[Spatial localization data]
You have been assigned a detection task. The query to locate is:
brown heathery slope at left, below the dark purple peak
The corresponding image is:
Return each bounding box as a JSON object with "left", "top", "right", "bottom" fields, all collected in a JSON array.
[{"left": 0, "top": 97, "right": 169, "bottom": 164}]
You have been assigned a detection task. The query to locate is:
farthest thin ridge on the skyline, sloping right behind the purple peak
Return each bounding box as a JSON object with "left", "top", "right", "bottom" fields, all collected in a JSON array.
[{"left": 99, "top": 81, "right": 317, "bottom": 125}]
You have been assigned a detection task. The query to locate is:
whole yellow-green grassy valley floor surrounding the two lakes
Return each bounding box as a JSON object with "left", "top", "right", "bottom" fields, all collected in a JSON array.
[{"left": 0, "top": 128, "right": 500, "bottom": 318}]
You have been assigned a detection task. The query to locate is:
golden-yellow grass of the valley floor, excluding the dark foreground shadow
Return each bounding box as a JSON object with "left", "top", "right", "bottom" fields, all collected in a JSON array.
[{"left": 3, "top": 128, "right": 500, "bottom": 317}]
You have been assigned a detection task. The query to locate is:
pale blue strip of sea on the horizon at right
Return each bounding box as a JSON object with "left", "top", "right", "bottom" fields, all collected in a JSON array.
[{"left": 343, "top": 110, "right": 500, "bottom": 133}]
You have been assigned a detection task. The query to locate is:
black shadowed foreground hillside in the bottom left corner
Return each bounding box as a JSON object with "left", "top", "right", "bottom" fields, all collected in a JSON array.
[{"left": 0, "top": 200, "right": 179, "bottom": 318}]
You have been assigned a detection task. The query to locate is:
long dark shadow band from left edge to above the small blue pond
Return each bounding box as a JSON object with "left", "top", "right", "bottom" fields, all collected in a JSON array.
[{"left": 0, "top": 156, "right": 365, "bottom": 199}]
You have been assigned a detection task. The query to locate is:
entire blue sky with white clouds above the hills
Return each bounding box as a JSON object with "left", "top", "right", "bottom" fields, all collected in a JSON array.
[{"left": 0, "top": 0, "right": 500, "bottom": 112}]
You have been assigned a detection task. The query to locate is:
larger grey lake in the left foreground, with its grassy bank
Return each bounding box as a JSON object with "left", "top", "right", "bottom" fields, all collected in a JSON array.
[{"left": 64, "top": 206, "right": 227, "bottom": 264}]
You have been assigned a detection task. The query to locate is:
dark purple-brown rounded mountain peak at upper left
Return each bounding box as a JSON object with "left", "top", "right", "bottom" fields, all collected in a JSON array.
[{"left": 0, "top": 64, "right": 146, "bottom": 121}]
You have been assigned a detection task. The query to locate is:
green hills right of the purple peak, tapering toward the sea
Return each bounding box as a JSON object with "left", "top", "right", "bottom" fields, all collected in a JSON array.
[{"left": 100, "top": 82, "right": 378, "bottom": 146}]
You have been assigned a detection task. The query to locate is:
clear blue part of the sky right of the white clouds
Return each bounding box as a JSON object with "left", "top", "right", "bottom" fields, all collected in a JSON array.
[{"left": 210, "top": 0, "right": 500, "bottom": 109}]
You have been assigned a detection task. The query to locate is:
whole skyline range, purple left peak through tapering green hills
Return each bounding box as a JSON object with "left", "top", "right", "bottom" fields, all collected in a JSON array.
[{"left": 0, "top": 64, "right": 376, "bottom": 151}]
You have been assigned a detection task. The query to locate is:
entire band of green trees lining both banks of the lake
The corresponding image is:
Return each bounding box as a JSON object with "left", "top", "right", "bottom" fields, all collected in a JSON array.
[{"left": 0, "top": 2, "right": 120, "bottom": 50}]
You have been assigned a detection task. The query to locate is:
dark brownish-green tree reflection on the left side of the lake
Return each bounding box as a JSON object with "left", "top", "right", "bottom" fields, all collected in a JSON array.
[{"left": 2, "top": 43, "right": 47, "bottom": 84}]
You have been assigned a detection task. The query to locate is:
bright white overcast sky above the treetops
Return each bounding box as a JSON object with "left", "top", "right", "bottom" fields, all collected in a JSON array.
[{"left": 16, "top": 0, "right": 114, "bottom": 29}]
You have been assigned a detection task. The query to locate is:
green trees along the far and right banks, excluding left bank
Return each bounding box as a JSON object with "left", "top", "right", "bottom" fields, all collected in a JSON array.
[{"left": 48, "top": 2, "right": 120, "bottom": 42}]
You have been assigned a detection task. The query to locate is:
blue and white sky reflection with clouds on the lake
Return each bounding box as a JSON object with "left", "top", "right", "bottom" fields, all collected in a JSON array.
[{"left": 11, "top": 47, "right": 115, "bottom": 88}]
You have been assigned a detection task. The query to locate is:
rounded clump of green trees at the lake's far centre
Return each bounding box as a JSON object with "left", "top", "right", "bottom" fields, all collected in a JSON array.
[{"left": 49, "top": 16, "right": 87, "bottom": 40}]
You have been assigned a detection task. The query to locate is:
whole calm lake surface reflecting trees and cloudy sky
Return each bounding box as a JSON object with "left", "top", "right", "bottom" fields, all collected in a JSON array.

### ASSIGNMENT
Lines with "white": find them in the data and copy each one.

### RESPONSE BELOW
entire blue sky with white clouds above the hills
clear blue part of the sky right of the white clouds
bright white overcast sky above the treetops
blue and white sky reflection with clouds on the lake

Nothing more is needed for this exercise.